• Trecho apresentado
»»

Boas notícias no início do processo
Estereótipos tradicionais sustentam que as mulheres “não gostam de matemática” e “não são boas em ciências”. Tanto homens como mulheres relatam esses pontos de vista, embora já tenham sido contestados empiricamente por pesquisadores. Estudos mostram que meninas e mulheres evitam as áreas STEM não por causa da incapacidade cognitiva, mas pela exposição e experiência precoces com STEM, a política educacional, o contexto cultural, os estereótipos, e a falta de exposição a exemplos a seguir.
Nas últimas décadas, os esforços para melhorar a representação das mulheres nos campos de STEM se concentraram em combater esses estereótipos com reformas educacionais e programas individuais que podem aumentar o número de meninas que entram e permanecem no chamado processo STEM – o caminho dos ensinos fundamental e médio até a faculdade e treinamentos de pós-graduação.  
Essas abordagens estão funcionando. É cada vez mais provável que mulheres expressem interesse nas carreiras STEM e busquem cursos STEM na faculdade. As mulheres agora representam metade ou mais das profissionais de psicologia e ciências sociais, e estão cada vez mais representadas na força de trabalho científica, com exceção das ciências da computação e da matemática.
De acordo com o Instituto Americano de Física, as mulheres obtêm cerca de 20% dos diplomas de bacharel e 18% dos doutorados em física, um aumento em relação a 1975, quando as mulheres recebiam 10% dos diplomas de bacharel e 5% dos doutorados em física.
Mais mulheres estão se formando com doutorado em STEM e ganhando posições em corpo docente. Mas elas se deparam com penhascos e tetos de vidro à medida que avançam em suas carreiras acadêmicas.

O que não funciona para as mulheres
As mulheres enfrentam várias barreiras estruturais e institucionais nas carreiras acadêmicas em STEM. Além de questões relacionadas à disparidade salarial entre os gêneros, a estrutura da ciência acadêmica geralmente dificulta o progresso das mulheres no local de trabalho e o equilíbrio entre a carga de trabalho e a vida pessoal. A pesquisa científica pode exigir anos de tempo dedicado ao laboratório. A estrutura do processo para se conseguir a estabilidade na carreira acadêmica pode dificultar, se não tornar impossível, o equilíbrio entre vida profissional e pessoal e a capacidade de responder às obrigações familiares, ter filhos ou tirar licença familiar.
Para completar, trabalhar em locais dominados por homens pode fazer as mulheres se sentirem isoladas, percebidas como ocupando um lugar simbólico e suscetíveis ao assédio. As mulheres com frequência são excluídas das oportunidades de networking e de eventos sociais, fazendo com que se sintam fora da cultura do laboratório e do departamento acadêmico.

««

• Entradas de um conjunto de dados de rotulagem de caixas
»»

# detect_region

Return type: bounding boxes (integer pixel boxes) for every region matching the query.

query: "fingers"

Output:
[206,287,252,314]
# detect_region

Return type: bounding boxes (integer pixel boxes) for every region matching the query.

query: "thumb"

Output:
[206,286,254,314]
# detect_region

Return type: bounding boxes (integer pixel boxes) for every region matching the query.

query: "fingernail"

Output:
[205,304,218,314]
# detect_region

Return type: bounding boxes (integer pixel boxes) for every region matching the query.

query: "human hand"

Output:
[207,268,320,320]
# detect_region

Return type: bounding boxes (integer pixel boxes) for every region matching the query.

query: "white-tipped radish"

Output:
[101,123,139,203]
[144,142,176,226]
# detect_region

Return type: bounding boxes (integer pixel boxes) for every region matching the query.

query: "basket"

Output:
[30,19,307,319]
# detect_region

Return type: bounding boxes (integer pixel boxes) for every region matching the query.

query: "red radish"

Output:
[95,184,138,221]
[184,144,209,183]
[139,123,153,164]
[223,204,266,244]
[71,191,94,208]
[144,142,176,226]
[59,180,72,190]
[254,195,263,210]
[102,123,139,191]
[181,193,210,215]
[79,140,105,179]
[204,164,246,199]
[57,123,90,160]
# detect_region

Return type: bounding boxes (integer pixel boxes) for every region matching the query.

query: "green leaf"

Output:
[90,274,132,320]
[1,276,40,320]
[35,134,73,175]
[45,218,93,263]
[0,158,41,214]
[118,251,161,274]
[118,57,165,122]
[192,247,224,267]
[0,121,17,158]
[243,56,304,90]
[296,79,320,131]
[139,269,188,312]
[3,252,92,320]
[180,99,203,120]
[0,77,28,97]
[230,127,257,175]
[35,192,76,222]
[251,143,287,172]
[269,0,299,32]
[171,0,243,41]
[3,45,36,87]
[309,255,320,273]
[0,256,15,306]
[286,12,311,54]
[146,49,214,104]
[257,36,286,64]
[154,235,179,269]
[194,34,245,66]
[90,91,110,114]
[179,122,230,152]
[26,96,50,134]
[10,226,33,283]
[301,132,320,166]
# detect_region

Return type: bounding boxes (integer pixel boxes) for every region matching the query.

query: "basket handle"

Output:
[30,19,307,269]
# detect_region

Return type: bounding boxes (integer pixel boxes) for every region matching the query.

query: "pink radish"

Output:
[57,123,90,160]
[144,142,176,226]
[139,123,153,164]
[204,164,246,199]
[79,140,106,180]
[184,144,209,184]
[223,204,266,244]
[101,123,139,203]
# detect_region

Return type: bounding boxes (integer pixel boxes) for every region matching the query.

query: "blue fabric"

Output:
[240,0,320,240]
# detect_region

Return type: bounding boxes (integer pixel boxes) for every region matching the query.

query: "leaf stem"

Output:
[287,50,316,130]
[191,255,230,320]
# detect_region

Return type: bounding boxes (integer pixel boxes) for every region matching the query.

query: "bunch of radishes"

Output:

««

• Instruções
1) Edite o trecho sobre mulheres em STEM, reproduzindo-o entre “Essas abordagens estão” e “suas carreiras acadêmicas.”, inclusive, com “penhascos” substituído por “obstáculos”.
2) Retome o trecho sobre mulheres em STEM, dando continuidade a partir da última frase apresentada.

• Respostas das tarefas
1)
Essas abordagens estão funcionando. É cada vez mais provável que mulheres expressem interesse nas carreiras STEM e busquem cursos STEM na faculdade. As mulheres agora representam metade ou mais das profissionais de psicologia e ciências sociais, e estão cada vez mais representadas na força de trabalho científica, com exceção das ciências da computação e da matemática.
De acordo com o Instituto Americano de Física, as mulheres obtêm cerca de 20% dos diplomas de bacharel e 18% dos doutorados em física, um aumento em relação a 1975, quando as mulheres recebiam 10% dos diplomas de bacharel e 5% dos doutorados em física.
Mais mulheres estão se formando com doutorado em STEM e ganhando posições em corpo docente. Mas elas se deparam com obstáculos e tetos de vidro à medida que avançam em suas carreiras acadêmicas.

2)
Com menos colegas mulheres, elas têm menor probabilidade de construir relacionamentos com colaboradoras e apoiar e aconselhar redes. Esse isolamento pode ser exacerbado quando as mulheres não podem participar de eventos do trabalho ou comparecer a conferências por causa de compromissos familiares ou de cuidado com os filhos, e a falta de possibilidade de usar fundos de pesquisa para reembolsar gastos com o cuidados das crianças.
Universidades, associações profissionais e financiadores federais têm trabalhado para resolver várias dessas barreiras estruturais. Os esforços incluem a criação de políticas voltadas para a família, o aumento da transparência nos relatórios salariais, a proteção do tempo de pesquisa para mulheres cientistas e a seleção de mulheres para contratação, apoio à pesquisa e promoção. Esses programas têm apresentado resultados variados.
Por exemplo, pesquisas indicam que políticas que contemplam a família, como licenças-maternidade e cuidado para os filhos no local de trabalho, podem exacerbar a desigualdade de gênero, resultando em maior produtividade na pesquisa para homens e em mais compromissos relacionados a serviços e ensino para mulheres.

Vieses implícitos sobre quem faz ciência
Todos nós — o público em geral, a mídia, funcionários de universidades, estudantes e professores — temos ideias sobre como um cientista e um ganhador do Prêmio Nobel devem parecer. Essa imagem é predominantemente masculina, branca e mais velha — o que faz sentido uma vez que 97% dos ganhadores do Prêmio Nobel de Ciências foram homens.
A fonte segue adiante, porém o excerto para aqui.